• _What the task requires_:
Scan the lines below for the word "coordinates". Copy each line you find it in.
◆ ◆ ◆
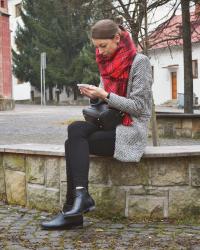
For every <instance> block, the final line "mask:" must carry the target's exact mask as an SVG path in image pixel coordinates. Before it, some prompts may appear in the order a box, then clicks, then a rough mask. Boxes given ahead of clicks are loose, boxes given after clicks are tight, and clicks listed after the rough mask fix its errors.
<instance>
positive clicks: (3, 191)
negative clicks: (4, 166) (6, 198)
mask: <svg viewBox="0 0 200 250" xmlns="http://www.w3.org/2000/svg"><path fill="white" fill-rule="evenodd" d="M5 197H6V188H5V175H4V168H3V154H0V200H4V199H5Z"/></svg>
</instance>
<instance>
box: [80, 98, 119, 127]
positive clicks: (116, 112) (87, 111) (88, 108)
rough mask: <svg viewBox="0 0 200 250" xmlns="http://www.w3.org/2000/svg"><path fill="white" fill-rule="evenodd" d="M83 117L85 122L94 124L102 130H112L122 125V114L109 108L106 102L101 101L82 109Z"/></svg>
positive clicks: (107, 104)
mask: <svg viewBox="0 0 200 250" xmlns="http://www.w3.org/2000/svg"><path fill="white" fill-rule="evenodd" d="M83 116H84V118H85V120H86V121H87V122H90V123H93V124H95V125H96V126H97V127H98V128H100V129H102V130H113V129H115V128H116V126H117V125H119V124H120V123H122V119H123V116H124V113H123V112H122V111H119V110H117V109H114V108H110V107H109V106H108V104H107V103H106V102H103V101H101V102H97V103H94V104H93V103H92V104H91V106H89V107H88V108H84V109H83Z"/></svg>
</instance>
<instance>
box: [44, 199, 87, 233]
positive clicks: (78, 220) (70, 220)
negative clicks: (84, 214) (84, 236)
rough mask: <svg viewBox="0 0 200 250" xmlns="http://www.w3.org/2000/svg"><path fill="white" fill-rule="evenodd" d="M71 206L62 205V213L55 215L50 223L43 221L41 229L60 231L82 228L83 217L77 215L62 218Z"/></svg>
mask: <svg viewBox="0 0 200 250" xmlns="http://www.w3.org/2000/svg"><path fill="white" fill-rule="evenodd" d="M71 208H72V205H67V204H64V206H63V212H60V213H59V214H57V215H56V217H55V218H54V219H52V220H51V221H44V222H42V223H41V227H42V229H45V230H62V229H72V228H82V227H83V216H82V215H78V216H74V217H71V218H64V215H63V213H64V212H67V211H70V209H71Z"/></svg>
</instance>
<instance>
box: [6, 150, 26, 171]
mask: <svg viewBox="0 0 200 250" xmlns="http://www.w3.org/2000/svg"><path fill="white" fill-rule="evenodd" d="M3 165H4V168H5V169H10V170H15V171H21V172H25V156H24V155H23V154H4V157H3Z"/></svg>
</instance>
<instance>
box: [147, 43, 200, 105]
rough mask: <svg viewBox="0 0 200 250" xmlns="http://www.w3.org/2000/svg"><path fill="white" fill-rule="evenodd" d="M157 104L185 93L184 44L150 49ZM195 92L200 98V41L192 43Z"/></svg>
mask: <svg viewBox="0 0 200 250" xmlns="http://www.w3.org/2000/svg"><path fill="white" fill-rule="evenodd" d="M149 57H150V62H151V65H152V71H153V79H154V83H153V95H154V101H155V104H162V103H164V102H167V101H169V100H173V99H177V98H179V97H180V96H181V95H183V94H184V63H183V48H182V46H173V47H170V48H168V47H165V48H159V49H154V50H150V52H149ZM192 60H193V65H192V66H193V93H194V94H195V95H196V96H197V97H198V100H200V42H199V43H193V45H192Z"/></svg>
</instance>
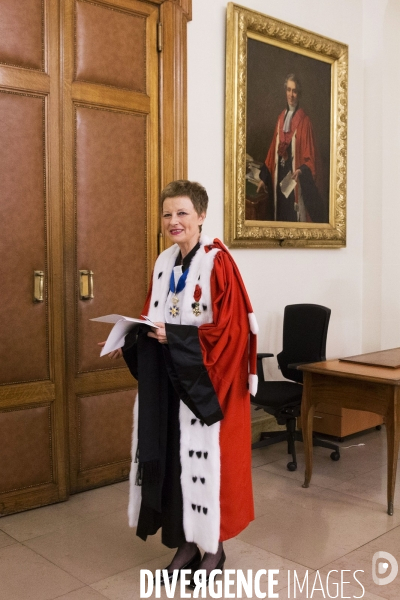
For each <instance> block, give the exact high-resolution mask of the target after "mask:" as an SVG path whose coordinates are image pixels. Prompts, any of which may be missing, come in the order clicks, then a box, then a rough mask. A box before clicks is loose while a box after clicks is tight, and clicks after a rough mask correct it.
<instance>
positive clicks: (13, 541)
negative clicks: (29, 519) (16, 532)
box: [0, 531, 18, 548]
mask: <svg viewBox="0 0 400 600" xmlns="http://www.w3.org/2000/svg"><path fill="white" fill-rule="evenodd" d="M17 543H18V542H17V540H16V539H14V538H12V537H10V536H9V535H7V534H6V533H4V532H3V531H0V548H5V546H11V544H17Z"/></svg>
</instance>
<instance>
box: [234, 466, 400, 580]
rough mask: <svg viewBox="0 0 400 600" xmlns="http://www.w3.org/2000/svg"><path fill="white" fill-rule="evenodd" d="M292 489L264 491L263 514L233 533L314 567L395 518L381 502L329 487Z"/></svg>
mask: <svg viewBox="0 0 400 600" xmlns="http://www.w3.org/2000/svg"><path fill="white" fill-rule="evenodd" d="M261 470H262V468H260V471H261ZM257 485H259V484H257ZM259 487H260V489H261V485H259ZM264 489H265V487H264ZM271 489H272V490H273V485H272V486H271ZM310 491H311V494H308V492H310ZM274 493H275V492H274V491H272V492H271V494H272V495H273V494H274ZM293 495H294V496H296V495H297V498H296V497H295V498H294V499H293V498H292V501H285V500H284V498H283V497H280V496H278V495H277V496H275V497H272V498H271V497H268V496H267V497H266V498H265V500H264V506H263V515H262V516H259V517H257V518H256V520H255V521H253V523H251V524H250V525H249V527H248V528H247V529H246V530H245V531H243V532H242V533H241V534H240V535H239V536H238V538H239V539H240V540H243V541H246V542H248V543H250V544H254V545H256V546H259V547H260V548H264V549H265V550H268V551H269V552H273V553H274V554H278V555H279V556H284V557H285V558H287V559H289V560H293V561H294V562H296V563H298V564H301V565H304V566H306V567H309V568H312V569H318V568H321V567H323V566H324V565H326V564H327V563H329V562H331V561H332V560H335V558H339V557H341V556H343V555H345V554H347V553H348V552H350V551H352V550H354V549H355V548H358V547H359V546H361V545H362V544H366V543H368V542H369V541H371V540H372V539H374V538H376V537H378V536H380V535H382V534H383V533H385V532H387V531H389V530H390V529H392V528H393V527H396V525H398V524H399V520H398V519H399V518H400V516H399V515H397V516H395V518H394V519H393V517H389V515H387V513H386V512H385V510H382V508H381V506H380V505H377V504H374V503H372V502H368V501H365V500H362V499H357V498H354V497H351V496H347V495H346V494H341V493H338V492H335V491H332V490H324V489H319V490H318V489H316V488H315V487H314V489H311V488H308V489H303V488H301V491H300V489H298V488H296V487H293ZM256 502H259V496H258V494H257V493H256ZM395 514H396V513H395Z"/></svg>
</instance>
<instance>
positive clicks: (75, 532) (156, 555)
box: [24, 510, 168, 584]
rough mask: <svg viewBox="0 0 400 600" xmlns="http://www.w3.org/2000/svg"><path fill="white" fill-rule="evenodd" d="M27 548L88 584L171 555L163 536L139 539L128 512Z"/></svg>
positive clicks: (119, 514)
mask: <svg viewBox="0 0 400 600" xmlns="http://www.w3.org/2000/svg"><path fill="white" fill-rule="evenodd" d="M24 544H26V545H27V546H28V547H29V548H31V549H33V550H35V552H38V553H39V554H40V555H42V556H44V557H45V558H49V560H51V561H52V562H54V563H55V564H56V565H58V566H59V567H61V568H62V569H65V570H66V571H67V572H68V573H71V574H72V575H74V576H75V577H77V578H79V579H80V580H81V581H83V582H84V583H86V584H91V583H93V582H95V581H99V580H100V579H104V578H105V577H109V576H110V575H114V574H115V573H119V572H121V571H124V570H126V569H129V568H131V567H133V566H135V565H138V564H141V563H143V562H144V561H146V560H150V559H152V558H155V557H157V556H162V555H163V554H166V553H167V552H168V549H167V548H166V547H165V546H163V545H162V544H161V542H160V536H159V535H156V536H149V538H148V540H147V542H143V541H142V540H141V539H139V538H138V537H137V536H136V535H135V530H133V529H131V528H129V526H128V520H127V515H126V511H125V510H124V511H117V512H114V513H112V514H111V515H106V516H104V517H99V518H97V519H91V520H89V521H83V522H81V523H78V524H76V525H73V526H71V527H69V528H64V529H61V530H60V531H58V532H54V533H51V534H49V535H45V536H41V537H39V538H35V539H32V540H27V541H26V542H24Z"/></svg>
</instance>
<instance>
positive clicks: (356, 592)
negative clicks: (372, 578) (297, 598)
mask: <svg viewBox="0 0 400 600" xmlns="http://www.w3.org/2000/svg"><path fill="white" fill-rule="evenodd" d="M299 582H300V586H299V585H298V584H297V583H296V594H295V592H294V585H295V584H294V583H293V580H291V587H290V588H288V587H287V588H285V589H283V590H282V591H281V592H280V598H299V599H301V598H313V599H314V600H322V598H329V597H331V598H363V600H383V599H384V598H385V596H377V595H376V594H373V593H370V592H368V591H365V590H364V591H363V588H362V586H361V585H359V584H358V583H357V582H356V581H355V580H354V579H353V578H352V577H351V575H349V573H345V574H344V576H343V580H341V579H340V578H339V579H335V578H333V577H332V576H331V575H330V576H329V578H328V580H327V573H322V572H321V571H320V572H319V577H318V575H317V574H316V571H315V572H313V573H309V576H308V588H307V582H305V580H304V578H303V579H301V578H300V577H299ZM348 582H349V583H348ZM300 590H301V591H300Z"/></svg>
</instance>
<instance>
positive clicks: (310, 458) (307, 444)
mask: <svg viewBox="0 0 400 600" xmlns="http://www.w3.org/2000/svg"><path fill="white" fill-rule="evenodd" d="M311 386H312V373H306V372H304V373H303V397H302V400H301V427H302V429H303V443H304V458H305V463H306V472H305V477H304V483H303V487H308V486H309V485H310V481H311V475H312V463H313V443H312V431H313V425H314V406H313V405H312V400H311Z"/></svg>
◆ ◆ ◆
• _Solved problem_:
For every <instance> block, the final line "mask:" must carry the target's exact mask as an SVG path in image pixel coordinates. Before it, some prompts may appear in the order a box, then clicks, then a rough mask. Boxes given ahead of clicks are loose, boxes given after clicks are tight, and clicks listed after the rough mask fix its errors.
For each <instance> block, give the exact high-resolution mask of the target after "mask:" as an SVG path whose coordinates are image pixels. Prompts, any of which may be missing, come in the order clicks, then a box, then a rough mask. A box before clicks is loose while a box after clicks is tight, and clicks after a rough mask correct it.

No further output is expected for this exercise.